## Alıntılanan metin
OKT Trailer, AR-GE ile büyüyor
Her ne kadar dışarıdan bakıldığında durağan bir sektörmüş gibi görünse de, oldukça büyük bir potansiyel taşıyan iç dinamikleriyle ülkeler bazında...
Her ne kadar dışarıdan bakıldığında durağan bir sektörmüş gibi görünse de, oldukça büyük bir potansiyel taşıyan iç dinamikleriyle ülkeler bazında da ekonomiye büyük katkısı olan üstyapı ekipmanları sektörü, inovatif uygulamaların artmasıyla ticari etkinliği gün be gün artırıyor. Sektörün yenilikçi isimlerinden olan OKT Trailer de, bu inovatif süreci başarıyla yürüten firmalar arasında öne çıkanlar arasında.

## Kayıtlar

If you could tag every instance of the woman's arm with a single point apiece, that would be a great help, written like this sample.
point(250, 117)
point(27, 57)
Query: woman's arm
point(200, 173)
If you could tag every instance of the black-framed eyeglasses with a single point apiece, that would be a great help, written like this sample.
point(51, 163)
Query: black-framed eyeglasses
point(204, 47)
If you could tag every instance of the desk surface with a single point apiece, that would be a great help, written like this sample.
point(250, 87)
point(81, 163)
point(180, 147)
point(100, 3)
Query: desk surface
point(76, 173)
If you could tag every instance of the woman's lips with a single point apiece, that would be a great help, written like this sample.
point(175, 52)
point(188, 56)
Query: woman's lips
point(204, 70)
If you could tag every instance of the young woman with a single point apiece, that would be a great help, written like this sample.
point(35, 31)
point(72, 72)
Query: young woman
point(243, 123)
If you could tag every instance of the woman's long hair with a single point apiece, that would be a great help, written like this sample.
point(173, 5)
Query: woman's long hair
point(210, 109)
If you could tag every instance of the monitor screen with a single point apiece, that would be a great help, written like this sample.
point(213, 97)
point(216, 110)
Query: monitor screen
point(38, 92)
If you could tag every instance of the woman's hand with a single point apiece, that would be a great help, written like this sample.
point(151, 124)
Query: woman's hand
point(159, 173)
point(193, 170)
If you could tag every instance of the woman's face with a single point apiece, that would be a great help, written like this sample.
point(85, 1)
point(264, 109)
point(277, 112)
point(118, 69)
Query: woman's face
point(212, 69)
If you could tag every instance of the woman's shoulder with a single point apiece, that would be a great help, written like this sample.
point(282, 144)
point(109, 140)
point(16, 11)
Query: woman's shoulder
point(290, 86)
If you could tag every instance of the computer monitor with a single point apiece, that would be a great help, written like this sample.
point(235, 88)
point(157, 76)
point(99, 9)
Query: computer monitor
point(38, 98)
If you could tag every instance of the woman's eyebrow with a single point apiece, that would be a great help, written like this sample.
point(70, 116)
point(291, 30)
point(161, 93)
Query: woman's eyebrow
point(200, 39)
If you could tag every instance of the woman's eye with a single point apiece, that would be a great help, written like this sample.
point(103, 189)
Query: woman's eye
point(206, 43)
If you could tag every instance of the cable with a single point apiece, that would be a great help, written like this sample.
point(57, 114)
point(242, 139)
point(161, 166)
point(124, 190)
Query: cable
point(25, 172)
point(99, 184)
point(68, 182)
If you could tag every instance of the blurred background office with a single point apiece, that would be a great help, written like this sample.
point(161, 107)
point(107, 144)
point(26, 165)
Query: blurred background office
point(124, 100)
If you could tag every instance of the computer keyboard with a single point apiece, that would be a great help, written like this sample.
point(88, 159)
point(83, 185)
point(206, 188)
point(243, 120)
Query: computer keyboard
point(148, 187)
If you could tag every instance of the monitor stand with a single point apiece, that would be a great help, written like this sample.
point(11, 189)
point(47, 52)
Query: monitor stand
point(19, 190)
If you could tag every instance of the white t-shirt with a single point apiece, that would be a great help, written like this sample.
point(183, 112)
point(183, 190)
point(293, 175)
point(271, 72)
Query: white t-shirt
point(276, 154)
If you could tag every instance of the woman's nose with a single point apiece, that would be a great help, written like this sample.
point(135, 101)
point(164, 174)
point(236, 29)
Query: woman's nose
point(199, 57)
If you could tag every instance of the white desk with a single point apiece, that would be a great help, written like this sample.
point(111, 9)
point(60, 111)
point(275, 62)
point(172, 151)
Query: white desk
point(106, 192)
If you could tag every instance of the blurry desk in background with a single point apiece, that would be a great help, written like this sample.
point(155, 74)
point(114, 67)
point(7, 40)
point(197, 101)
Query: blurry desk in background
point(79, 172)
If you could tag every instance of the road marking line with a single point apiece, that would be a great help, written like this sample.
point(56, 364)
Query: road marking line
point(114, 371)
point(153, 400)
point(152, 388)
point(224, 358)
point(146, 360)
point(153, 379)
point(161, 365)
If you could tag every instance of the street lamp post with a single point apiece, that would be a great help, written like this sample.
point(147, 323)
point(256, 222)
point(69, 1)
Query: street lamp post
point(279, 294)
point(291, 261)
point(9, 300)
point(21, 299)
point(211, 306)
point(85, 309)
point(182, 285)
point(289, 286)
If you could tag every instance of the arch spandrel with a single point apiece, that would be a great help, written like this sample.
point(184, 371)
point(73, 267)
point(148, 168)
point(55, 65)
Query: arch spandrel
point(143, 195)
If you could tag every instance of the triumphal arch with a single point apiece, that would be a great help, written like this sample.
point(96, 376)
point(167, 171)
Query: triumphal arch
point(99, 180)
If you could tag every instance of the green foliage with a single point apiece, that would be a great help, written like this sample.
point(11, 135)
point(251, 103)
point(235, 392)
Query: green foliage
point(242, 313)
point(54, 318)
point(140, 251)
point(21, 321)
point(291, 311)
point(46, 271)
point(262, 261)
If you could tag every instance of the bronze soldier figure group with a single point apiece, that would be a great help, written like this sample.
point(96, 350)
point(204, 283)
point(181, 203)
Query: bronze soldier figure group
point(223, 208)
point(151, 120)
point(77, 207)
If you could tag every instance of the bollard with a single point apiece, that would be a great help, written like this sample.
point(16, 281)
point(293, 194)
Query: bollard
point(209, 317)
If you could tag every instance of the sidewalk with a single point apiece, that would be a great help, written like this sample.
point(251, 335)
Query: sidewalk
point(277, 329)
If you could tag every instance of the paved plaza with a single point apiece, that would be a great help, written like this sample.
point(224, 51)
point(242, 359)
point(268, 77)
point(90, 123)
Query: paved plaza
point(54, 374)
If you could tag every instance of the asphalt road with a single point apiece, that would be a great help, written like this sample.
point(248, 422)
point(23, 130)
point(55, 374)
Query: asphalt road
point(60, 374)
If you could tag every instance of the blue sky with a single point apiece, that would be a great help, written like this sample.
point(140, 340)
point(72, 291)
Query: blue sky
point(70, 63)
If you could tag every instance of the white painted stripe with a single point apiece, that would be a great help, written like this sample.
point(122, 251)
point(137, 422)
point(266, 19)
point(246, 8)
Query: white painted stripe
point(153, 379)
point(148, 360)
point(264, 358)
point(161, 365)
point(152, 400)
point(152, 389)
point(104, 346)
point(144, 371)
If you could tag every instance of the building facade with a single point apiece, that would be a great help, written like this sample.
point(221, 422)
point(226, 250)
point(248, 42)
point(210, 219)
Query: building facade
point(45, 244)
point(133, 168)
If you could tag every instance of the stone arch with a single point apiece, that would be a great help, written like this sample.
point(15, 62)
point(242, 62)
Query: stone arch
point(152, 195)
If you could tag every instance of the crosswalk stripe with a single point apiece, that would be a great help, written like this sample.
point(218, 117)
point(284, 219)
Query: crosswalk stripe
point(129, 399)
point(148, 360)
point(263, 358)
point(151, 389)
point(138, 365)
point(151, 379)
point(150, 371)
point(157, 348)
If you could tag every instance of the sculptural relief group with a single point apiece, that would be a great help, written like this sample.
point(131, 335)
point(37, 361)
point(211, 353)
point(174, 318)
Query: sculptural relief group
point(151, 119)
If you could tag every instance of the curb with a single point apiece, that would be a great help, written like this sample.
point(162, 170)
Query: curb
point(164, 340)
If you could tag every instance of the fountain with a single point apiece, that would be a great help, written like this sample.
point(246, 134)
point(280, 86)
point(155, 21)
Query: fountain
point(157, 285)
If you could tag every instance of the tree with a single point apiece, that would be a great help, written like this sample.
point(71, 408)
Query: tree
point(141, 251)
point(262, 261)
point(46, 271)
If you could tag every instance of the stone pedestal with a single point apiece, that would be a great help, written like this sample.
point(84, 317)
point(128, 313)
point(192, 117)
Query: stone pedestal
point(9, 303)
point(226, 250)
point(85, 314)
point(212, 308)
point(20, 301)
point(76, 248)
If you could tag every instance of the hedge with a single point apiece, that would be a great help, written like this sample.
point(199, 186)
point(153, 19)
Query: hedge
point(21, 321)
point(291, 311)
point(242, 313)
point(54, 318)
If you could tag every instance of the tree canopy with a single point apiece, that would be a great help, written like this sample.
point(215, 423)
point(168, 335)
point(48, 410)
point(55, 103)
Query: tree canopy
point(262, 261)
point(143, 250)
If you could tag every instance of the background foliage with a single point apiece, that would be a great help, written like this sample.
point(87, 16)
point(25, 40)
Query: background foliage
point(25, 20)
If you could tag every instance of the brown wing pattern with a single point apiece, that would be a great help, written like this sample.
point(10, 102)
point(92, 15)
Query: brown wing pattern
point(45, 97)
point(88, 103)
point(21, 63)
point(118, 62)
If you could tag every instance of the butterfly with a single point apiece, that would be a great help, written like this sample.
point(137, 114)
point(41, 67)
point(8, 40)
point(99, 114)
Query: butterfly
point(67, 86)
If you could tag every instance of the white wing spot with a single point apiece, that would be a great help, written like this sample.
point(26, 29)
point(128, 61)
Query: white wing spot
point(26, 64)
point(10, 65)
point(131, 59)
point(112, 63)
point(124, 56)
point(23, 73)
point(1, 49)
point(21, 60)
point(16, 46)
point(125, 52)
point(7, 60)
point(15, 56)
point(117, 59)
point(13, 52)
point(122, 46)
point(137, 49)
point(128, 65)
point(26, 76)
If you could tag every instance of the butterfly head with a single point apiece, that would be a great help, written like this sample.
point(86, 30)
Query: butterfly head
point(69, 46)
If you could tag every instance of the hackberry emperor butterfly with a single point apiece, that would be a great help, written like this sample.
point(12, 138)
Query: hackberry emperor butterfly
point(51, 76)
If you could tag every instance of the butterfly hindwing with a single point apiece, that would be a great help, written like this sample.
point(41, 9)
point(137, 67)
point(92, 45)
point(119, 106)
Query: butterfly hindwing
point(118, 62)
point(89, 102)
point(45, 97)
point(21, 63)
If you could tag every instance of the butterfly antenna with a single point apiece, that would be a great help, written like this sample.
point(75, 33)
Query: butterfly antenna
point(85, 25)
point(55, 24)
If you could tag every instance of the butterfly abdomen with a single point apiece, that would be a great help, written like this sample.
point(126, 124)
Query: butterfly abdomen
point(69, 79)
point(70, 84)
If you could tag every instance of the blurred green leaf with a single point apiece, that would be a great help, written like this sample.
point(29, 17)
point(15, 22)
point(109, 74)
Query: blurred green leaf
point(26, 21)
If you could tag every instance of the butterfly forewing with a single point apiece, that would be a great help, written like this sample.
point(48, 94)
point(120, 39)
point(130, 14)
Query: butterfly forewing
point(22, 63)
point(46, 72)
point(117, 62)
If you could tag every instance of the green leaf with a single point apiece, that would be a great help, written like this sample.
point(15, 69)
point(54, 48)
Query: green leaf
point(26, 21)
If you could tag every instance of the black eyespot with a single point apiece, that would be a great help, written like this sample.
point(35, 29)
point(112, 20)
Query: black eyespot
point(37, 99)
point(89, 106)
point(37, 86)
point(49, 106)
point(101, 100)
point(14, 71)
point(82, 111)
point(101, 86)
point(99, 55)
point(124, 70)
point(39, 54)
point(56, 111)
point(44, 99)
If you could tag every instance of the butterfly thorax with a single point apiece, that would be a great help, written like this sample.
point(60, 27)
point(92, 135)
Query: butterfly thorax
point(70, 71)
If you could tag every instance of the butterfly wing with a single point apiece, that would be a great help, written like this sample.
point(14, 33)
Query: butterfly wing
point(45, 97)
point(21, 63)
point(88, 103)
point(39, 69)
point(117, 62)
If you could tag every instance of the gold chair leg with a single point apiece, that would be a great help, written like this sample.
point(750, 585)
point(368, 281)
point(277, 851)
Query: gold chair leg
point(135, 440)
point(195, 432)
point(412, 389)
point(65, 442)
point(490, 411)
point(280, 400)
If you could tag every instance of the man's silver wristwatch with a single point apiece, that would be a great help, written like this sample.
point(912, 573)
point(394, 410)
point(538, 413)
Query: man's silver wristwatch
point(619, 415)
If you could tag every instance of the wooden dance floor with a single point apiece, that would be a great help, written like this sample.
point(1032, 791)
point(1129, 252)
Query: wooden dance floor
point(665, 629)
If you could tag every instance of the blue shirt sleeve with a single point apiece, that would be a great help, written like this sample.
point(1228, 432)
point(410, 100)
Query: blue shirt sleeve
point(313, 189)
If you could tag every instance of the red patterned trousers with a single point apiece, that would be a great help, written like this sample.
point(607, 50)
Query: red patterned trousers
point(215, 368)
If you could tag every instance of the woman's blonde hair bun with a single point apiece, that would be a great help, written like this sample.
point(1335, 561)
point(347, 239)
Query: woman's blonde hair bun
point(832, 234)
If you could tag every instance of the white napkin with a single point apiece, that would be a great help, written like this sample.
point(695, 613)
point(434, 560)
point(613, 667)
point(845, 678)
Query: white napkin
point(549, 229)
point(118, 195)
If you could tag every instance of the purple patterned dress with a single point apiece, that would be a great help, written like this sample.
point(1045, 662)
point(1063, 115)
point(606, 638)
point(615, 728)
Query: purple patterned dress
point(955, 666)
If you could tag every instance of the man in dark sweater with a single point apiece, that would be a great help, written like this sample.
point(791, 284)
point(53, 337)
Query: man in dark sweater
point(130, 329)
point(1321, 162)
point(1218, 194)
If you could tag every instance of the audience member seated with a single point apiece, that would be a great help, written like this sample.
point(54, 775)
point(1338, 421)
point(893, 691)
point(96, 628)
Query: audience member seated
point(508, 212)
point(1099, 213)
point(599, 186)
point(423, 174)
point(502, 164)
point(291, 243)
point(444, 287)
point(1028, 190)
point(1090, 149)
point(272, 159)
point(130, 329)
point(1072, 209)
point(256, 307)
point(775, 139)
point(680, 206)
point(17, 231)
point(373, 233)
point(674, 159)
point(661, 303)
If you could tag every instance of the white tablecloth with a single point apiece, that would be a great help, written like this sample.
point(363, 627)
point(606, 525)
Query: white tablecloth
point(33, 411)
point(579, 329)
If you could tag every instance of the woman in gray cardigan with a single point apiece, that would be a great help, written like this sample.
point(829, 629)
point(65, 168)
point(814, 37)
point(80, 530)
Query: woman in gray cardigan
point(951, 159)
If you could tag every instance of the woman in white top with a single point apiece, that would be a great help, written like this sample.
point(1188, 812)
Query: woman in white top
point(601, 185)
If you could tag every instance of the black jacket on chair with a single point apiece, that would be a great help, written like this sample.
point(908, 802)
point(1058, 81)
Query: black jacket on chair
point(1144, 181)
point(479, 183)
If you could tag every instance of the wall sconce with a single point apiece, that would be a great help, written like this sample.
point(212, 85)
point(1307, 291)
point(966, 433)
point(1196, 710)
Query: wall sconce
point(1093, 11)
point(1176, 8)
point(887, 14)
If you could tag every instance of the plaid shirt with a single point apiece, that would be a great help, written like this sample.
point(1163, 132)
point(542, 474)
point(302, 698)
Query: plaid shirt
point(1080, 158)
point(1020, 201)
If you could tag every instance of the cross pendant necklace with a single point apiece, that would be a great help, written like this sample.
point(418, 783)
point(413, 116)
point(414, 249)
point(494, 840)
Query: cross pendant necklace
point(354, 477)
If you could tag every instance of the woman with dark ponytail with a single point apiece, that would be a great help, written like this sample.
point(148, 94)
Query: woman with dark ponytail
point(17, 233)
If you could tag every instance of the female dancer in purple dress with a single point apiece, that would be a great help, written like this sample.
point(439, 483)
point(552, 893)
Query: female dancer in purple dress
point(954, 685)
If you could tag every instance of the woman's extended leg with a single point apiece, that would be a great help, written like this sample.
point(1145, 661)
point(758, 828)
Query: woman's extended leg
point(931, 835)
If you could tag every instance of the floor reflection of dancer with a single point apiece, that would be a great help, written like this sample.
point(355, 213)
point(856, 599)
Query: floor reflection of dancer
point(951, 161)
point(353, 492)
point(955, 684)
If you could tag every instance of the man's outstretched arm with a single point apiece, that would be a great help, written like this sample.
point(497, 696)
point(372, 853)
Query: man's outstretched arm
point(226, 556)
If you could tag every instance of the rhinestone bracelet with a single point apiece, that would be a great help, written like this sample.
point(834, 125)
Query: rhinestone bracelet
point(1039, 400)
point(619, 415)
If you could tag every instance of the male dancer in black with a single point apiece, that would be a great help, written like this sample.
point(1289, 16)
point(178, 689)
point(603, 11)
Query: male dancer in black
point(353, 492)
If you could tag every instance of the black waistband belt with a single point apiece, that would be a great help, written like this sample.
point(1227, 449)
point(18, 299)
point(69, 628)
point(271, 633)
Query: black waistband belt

## Aşağıdakileri tamamlayın
**1.** OKT Trailer ile ilgili metinde "OKT Trailer, AR-GE" sözcükleriyle başlayıp "öne çıkanlar arasında." sözcükleriyle biten kısmı aynen yazın.
**2.** OKT Trailer ile ilgili metni iki cümleyle özetleyin.

## Tam çözümler
**1.**
OKT Trailer, AR-GE ile büyüyor
Her ne kadar dışarıdan bakıldığında durağan bir sektörmüş gibi görünse de, oldukça büyük bir potansiyel taşıyan iç dinamikleriyle ülkeler bazında...
Her ne kadar dışarıdan bakıldığında durağan bir sektörmüş gibi görünse de, oldukça büyük bir potansiyel taşıyan iç dinamikleriyle ülkeler bazında da ekonomiye büyük katkısı olan üstyapı ekipmanları sektörü, inovatif uygulamaların artmasıyla ticari etkinliği gün be gün artırıyor. Sektörün yenilikçi isimlerinden olan OKT Trailer de, bu inovatif süreci başarıyla yürüten firmalar arasında öne çıkanlar arasında.

**2.** Dışarıdan durağan görünen üstyapı ekipmanları sektörü, büyük potansiyel taşıyan iç dinamikleri ve ülke ekonomilerine büyük katkısıyla, inovatif uygulamaların artmasıyla ticari etkinliğini gün be gün artırıyor. Sektörün yenilikçi isimlerinden OKT Trailer, bu inovatif süreci başarıyla yürüten firmalar arasında öne çıkıyor.